→ Goal
Copy out the stretch of items from the line containing "Target: wooden post" through the end of the items, both ends included, keeping every line. Add 122 to each x and y coordinate in the point lists and leave all other text unchanged.

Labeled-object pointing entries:
····················

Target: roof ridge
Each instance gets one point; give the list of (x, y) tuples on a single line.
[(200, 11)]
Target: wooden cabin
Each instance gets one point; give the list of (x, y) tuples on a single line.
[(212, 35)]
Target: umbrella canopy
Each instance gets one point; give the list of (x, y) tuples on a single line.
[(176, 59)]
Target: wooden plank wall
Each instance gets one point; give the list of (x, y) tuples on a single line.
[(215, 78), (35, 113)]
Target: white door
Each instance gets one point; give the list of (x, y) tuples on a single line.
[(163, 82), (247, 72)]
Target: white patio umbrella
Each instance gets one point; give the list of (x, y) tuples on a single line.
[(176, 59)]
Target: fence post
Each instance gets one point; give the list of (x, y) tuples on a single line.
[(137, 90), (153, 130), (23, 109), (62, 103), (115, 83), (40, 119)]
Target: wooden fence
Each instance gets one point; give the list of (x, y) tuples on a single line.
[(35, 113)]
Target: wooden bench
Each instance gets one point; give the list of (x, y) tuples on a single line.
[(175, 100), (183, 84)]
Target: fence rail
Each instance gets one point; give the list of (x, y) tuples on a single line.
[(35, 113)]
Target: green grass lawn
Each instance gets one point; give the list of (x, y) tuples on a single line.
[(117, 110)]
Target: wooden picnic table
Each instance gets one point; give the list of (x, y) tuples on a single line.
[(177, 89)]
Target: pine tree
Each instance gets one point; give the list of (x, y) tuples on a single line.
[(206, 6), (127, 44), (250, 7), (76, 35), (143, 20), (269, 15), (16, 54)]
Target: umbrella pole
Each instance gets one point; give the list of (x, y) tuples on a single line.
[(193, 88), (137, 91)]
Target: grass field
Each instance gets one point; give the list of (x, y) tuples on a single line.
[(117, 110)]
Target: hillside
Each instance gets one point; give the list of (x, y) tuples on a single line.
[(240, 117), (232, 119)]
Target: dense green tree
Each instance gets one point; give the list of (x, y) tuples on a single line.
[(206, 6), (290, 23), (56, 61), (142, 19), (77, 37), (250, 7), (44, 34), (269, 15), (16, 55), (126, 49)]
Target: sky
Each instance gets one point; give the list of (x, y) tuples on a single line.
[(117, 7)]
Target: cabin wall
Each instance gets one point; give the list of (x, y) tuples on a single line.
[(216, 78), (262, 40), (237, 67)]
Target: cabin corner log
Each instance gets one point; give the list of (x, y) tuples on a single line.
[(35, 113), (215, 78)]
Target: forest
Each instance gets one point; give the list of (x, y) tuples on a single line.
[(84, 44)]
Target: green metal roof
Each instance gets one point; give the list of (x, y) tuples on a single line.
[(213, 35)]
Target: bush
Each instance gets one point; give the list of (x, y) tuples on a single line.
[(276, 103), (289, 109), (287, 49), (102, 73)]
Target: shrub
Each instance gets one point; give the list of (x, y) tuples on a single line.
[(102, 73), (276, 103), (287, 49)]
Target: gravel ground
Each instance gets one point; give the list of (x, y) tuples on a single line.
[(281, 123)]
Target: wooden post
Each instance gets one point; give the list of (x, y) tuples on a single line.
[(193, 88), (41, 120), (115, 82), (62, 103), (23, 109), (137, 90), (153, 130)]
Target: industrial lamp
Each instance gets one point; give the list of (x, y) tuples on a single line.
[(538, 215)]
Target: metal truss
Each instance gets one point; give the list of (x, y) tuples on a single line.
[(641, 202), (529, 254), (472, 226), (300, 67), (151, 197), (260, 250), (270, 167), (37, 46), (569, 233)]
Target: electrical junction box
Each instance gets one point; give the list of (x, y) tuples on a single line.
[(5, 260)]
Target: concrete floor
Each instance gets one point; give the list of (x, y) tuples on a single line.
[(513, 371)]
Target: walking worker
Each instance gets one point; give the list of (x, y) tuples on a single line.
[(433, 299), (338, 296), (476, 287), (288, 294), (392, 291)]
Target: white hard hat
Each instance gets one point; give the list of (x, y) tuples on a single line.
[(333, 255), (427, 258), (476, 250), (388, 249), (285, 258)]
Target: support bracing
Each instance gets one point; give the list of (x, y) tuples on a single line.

····················

→ Output
Target: wooden post
Each instance gets one point; give the list of (x, y) tuples on a single line.
[(315, 210), (163, 242), (237, 204), (184, 225), (145, 231), (259, 212), (275, 252)]
Target: industrial lamp
Each instance gets one point; give the list of (x, y) tuples on a single line.
[(660, 337)]
Target: metal truss
Each instance gets one point; give the list of (x, y) tuples on a single line.
[(763, 324), (651, 376), (594, 348), (422, 189), (273, 319), (382, 372), (392, 289), (159, 168), (691, 355)]
Target: electrical junction box
Each instance gets one point; give the list of (x, y) tuples on a single line.
[(127, 382)]
Target: concrete floor
Each instance gets one point; give the list of (x, y) tuples on a single line.
[(635, 493)]
Target: walking worker
Each instance gets one point; give the list of (x, y) tuples on a single line.
[(555, 421), (460, 418), (598, 409), (410, 416), (514, 413)]
Target: white hard hat
Each instance gets one point; give the list of (x, y) tuples on a single line.
[(455, 377), (549, 380), (598, 372), (510, 371), (407, 380)]
Target: support bracing
Each instance gets one point; give the list of (x, y) tuples on a single line.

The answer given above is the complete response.